**Task objective:**
Copy without any changes the lines that run from the line containing "point: the porch" through the last of the lines.
— START Listing —
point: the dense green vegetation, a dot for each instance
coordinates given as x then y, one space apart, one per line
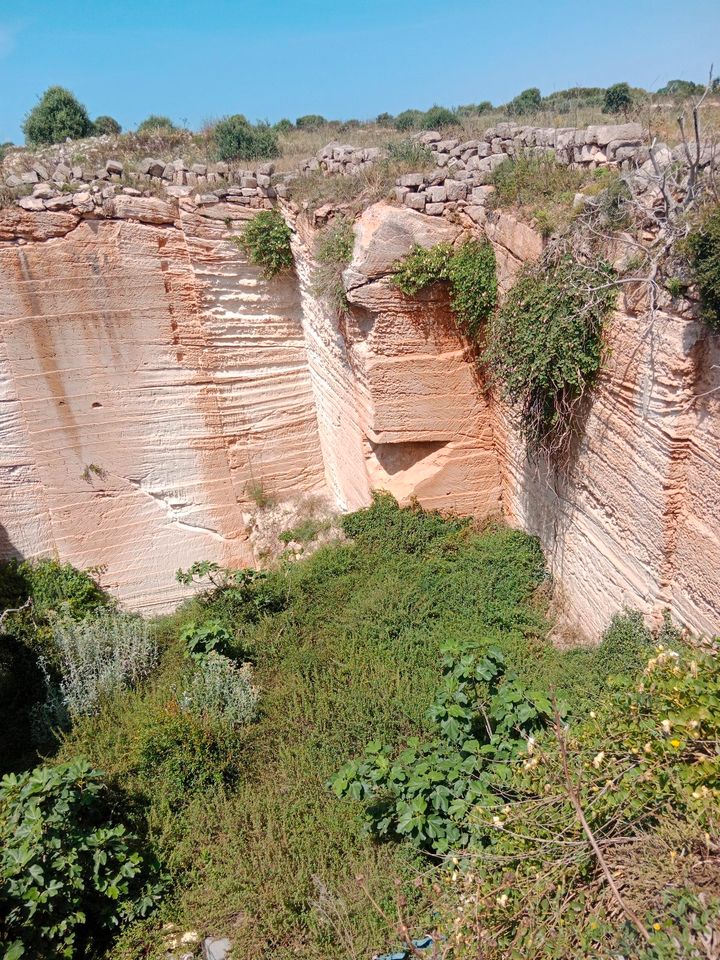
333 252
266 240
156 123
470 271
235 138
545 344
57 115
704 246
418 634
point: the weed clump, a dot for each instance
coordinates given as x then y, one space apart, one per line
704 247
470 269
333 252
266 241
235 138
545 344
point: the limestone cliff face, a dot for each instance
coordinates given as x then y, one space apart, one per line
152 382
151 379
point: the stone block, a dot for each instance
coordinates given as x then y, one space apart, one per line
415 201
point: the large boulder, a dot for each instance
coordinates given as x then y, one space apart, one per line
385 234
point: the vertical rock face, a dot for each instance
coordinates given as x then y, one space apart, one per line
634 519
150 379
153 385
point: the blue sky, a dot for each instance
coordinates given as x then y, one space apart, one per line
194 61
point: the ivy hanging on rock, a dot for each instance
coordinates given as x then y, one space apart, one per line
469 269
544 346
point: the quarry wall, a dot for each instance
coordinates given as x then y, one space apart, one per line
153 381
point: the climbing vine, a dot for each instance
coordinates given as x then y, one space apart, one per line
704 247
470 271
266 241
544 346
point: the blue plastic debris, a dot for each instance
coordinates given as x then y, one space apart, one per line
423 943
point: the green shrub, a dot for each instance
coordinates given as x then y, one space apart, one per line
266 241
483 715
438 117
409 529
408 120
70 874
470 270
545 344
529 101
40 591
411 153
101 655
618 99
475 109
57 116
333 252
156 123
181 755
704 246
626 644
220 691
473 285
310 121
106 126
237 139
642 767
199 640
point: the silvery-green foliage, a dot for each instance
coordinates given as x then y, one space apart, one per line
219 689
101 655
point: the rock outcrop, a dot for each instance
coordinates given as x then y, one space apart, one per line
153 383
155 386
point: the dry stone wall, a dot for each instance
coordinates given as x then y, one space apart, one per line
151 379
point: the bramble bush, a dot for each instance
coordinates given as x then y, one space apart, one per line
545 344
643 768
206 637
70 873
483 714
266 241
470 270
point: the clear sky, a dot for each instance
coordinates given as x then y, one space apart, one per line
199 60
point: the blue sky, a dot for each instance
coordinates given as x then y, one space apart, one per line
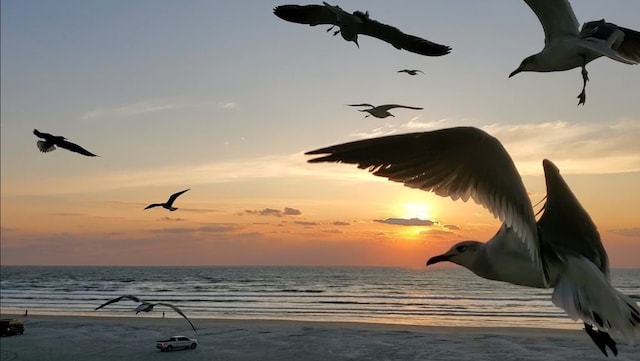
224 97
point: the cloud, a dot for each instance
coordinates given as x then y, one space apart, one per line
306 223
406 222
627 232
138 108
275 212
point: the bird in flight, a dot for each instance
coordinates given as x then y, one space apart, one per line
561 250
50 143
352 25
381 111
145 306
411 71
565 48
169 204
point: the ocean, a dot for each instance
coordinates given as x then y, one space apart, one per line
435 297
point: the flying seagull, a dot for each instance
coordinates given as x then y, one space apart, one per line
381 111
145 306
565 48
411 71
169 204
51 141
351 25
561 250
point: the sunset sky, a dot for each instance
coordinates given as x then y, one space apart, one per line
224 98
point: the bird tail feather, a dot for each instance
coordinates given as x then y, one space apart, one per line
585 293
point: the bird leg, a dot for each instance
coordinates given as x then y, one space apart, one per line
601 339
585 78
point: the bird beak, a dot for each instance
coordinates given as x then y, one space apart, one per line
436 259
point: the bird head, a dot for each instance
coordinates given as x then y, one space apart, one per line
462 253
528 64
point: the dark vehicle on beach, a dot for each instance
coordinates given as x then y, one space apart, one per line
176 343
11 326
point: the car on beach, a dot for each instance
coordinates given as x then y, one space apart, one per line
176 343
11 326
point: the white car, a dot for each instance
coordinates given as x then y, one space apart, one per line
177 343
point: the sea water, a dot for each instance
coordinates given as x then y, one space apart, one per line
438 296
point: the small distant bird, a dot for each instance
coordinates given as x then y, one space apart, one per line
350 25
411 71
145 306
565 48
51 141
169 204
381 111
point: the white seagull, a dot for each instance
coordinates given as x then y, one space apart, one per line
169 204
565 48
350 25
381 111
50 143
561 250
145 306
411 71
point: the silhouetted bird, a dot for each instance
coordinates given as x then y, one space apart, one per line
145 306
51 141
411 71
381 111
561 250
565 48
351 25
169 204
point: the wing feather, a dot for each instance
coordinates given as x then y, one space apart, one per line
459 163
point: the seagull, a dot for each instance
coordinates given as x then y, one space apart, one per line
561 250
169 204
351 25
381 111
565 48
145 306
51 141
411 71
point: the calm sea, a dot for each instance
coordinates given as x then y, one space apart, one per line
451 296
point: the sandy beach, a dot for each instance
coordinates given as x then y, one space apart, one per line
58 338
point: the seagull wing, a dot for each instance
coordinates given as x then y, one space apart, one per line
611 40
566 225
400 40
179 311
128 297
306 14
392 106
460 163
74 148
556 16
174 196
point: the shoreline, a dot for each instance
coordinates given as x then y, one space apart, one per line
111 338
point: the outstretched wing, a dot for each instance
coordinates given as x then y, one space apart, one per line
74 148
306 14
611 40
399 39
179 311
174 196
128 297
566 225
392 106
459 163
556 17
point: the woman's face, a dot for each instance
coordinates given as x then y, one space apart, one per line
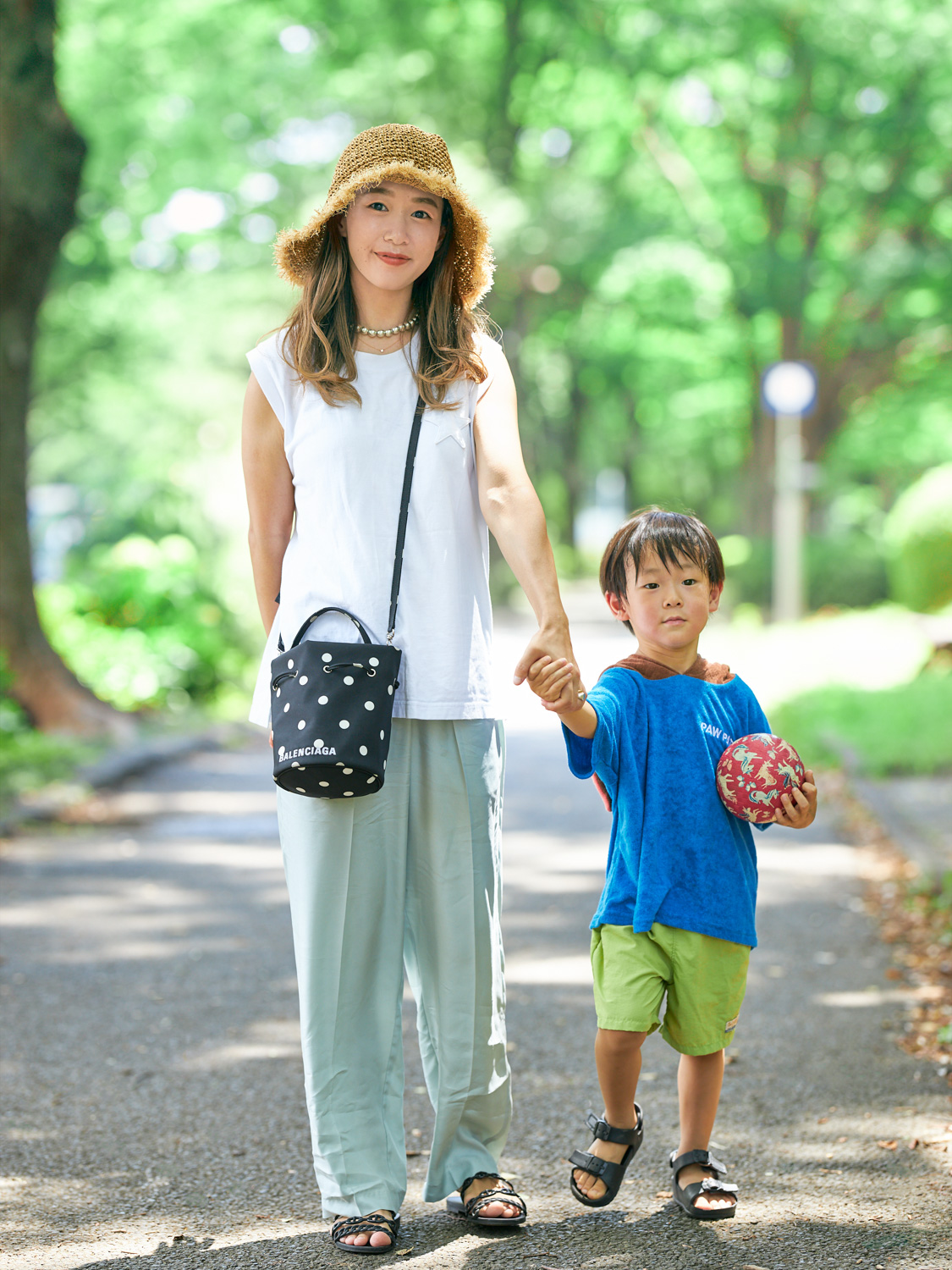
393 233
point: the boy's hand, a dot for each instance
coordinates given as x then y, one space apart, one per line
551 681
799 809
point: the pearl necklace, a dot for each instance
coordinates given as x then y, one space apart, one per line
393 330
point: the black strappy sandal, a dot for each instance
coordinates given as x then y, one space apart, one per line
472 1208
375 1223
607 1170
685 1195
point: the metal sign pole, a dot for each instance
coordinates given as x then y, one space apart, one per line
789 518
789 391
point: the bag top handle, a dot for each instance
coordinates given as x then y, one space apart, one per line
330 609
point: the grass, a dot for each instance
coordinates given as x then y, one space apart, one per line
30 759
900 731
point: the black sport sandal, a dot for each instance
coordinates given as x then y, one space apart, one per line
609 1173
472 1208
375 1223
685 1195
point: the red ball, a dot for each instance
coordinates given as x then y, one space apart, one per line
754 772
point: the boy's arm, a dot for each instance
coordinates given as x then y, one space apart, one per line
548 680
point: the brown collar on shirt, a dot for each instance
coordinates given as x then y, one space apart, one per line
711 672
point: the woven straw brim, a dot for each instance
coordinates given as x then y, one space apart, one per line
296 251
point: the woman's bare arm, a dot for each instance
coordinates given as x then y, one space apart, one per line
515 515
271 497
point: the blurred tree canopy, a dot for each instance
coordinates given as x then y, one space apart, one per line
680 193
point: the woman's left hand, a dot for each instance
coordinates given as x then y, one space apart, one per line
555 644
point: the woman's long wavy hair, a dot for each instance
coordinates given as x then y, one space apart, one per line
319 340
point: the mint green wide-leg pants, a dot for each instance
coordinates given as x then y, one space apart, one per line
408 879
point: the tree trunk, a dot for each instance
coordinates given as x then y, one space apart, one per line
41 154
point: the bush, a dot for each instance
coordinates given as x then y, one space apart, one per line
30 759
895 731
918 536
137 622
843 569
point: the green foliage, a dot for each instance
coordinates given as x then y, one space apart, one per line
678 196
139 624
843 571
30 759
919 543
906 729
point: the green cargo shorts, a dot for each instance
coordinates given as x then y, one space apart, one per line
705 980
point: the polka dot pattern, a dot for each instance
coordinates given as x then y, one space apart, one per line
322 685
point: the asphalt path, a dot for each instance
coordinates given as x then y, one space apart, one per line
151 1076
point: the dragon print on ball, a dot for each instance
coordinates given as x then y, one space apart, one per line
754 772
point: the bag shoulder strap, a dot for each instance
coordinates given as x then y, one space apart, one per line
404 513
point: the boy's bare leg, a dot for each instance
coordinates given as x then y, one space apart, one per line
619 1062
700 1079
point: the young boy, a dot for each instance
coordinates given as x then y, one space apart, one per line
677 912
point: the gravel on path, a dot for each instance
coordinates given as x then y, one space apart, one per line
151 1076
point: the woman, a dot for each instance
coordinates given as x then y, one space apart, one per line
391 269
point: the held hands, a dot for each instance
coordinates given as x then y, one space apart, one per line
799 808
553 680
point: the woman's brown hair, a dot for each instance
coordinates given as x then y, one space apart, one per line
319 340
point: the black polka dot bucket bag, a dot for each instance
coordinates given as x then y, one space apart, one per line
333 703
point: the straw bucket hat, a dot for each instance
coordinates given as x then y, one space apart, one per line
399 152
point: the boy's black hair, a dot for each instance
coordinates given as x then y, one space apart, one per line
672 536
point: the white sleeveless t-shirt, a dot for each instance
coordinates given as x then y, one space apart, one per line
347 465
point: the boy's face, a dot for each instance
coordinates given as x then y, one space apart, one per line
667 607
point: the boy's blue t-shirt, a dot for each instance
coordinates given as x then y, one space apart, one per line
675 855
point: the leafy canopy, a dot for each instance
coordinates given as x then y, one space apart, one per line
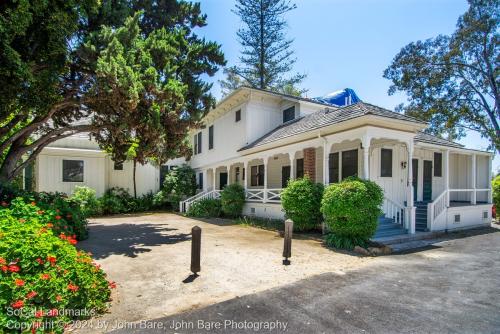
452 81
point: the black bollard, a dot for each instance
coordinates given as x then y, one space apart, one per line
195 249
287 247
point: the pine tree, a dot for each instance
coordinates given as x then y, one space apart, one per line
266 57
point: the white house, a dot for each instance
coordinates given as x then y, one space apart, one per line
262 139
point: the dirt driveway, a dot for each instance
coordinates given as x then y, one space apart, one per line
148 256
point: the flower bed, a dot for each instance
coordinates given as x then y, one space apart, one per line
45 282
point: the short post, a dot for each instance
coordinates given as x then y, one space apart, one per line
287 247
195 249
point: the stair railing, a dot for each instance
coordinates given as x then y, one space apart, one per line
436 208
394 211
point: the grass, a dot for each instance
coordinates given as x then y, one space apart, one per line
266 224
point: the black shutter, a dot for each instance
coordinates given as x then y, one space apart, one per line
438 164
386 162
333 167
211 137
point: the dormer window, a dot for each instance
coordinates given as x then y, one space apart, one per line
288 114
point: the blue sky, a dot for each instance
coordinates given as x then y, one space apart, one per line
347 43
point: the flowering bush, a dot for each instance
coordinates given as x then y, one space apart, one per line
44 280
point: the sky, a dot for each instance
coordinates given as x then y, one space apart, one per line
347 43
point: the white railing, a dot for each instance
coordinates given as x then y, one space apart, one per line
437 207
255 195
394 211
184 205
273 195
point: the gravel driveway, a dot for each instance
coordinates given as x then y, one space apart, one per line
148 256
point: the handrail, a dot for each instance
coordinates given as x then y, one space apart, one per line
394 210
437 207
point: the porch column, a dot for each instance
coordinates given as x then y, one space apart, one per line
— END Listing —
**Finished answer:**
point: the porch column, a dot for each instance
coordinates given as x then y, one space apart, one per line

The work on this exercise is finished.